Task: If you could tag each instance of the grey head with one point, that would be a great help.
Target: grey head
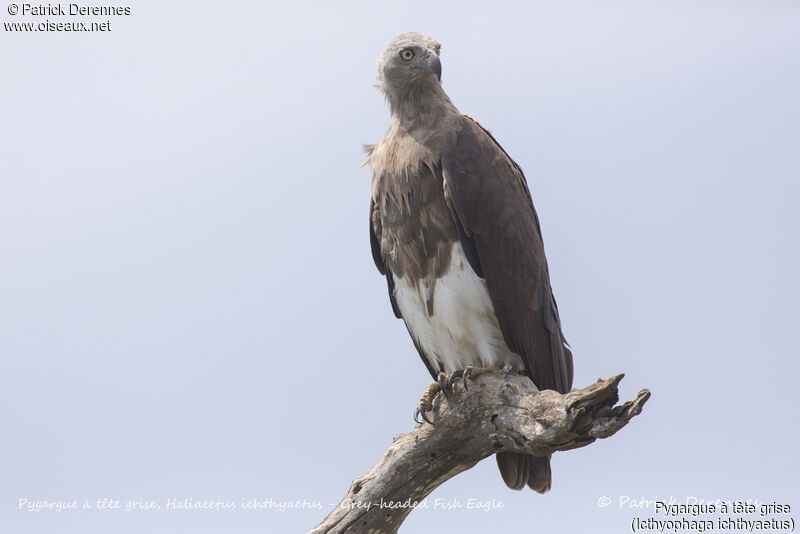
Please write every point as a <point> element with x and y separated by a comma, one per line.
<point>410,60</point>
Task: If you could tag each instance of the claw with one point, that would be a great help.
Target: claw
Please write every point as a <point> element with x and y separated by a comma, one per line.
<point>467,373</point>
<point>421,411</point>
<point>426,403</point>
<point>455,376</point>
<point>444,384</point>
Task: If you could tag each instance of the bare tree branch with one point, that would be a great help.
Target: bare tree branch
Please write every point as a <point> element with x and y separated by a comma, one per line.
<point>498,413</point>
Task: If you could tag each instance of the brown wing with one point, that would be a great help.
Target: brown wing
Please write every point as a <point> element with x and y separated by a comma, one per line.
<point>489,198</point>
<point>375,243</point>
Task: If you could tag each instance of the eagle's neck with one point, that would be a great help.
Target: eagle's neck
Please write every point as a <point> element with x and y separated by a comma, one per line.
<point>420,107</point>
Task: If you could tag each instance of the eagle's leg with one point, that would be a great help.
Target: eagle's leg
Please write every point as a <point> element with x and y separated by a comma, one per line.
<point>464,374</point>
<point>426,403</point>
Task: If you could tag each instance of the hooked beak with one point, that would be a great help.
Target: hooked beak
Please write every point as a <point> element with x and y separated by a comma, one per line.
<point>435,66</point>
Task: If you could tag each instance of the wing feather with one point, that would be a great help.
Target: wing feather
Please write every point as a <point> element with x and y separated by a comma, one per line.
<point>490,202</point>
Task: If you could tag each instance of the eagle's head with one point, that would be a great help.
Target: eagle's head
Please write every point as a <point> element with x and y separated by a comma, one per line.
<point>409,60</point>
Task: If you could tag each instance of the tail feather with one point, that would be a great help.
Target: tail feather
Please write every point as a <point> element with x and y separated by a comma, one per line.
<point>519,470</point>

STATED EXERCISE
Print all of the lines above word for word, from the first to the last, and leave the picture out of your answer.

IN RESPONSE
Task: If you could tag each instance of the grey head with one point, that would be a great help.
Target: grey head
Please write every point as a <point> element with x and y separated by a comma, one per line.
<point>410,60</point>
Task: If you could tag each instance of the claw with one point, that would be a great help.
Target: claw
Please write every point as a <point> element with x and y separated by a comma, one per line.
<point>467,373</point>
<point>421,411</point>
<point>426,403</point>
<point>455,376</point>
<point>444,384</point>
Task: If you could tag each instance of the bare tree branch with one point, that would be a great help.
Target: bare tree branch
Please write every point as a <point> element with x and y separated by a comma, one per line.
<point>498,413</point>
Task: If you could tag each instance of the brown wing with one point, that would be a great help.
Target: brown wing
Please write every point as a <point> element with x and y separated by a comma, one per line.
<point>489,198</point>
<point>375,243</point>
Task: If you could tag each instance of the eagle's neck with one point, that would be a great help.
Target: eagle's neck
Please write every point as a <point> element with x and y separated by a comma, one per line.
<point>420,107</point>
Task: If you could tag each instance of the eagle's leg with one point, that would be a great help.
Target: eagle's leg
Please write every point as a <point> element with x and y separated by a comma, one per line.
<point>464,374</point>
<point>426,403</point>
Task: If you could tag each instance of the hooked beak with one point, that would be a great help.
Target: hooked beak
Please write every point as a <point> element with x and y separated by a comma, one per line.
<point>435,66</point>
Task: If you could tag each instance of the wing feather with one point, that would be a great help.
Target: wing feather
Please write every point as a <point> element with x and y separated by a comma, one per line.
<point>490,202</point>
Task: If you could tag each instance of the eagle's head with one point, that would be a great help.
Target: eagle's head
Please write every point as a <point> element with x and y separated by a comma, one per line.
<point>409,60</point>
Task: If you could tag each instance of the tail feather with one point, that would be a great help.
Target: tail feather
Please write every point as a <point> element with x and y separated by a comma, one per line.
<point>519,470</point>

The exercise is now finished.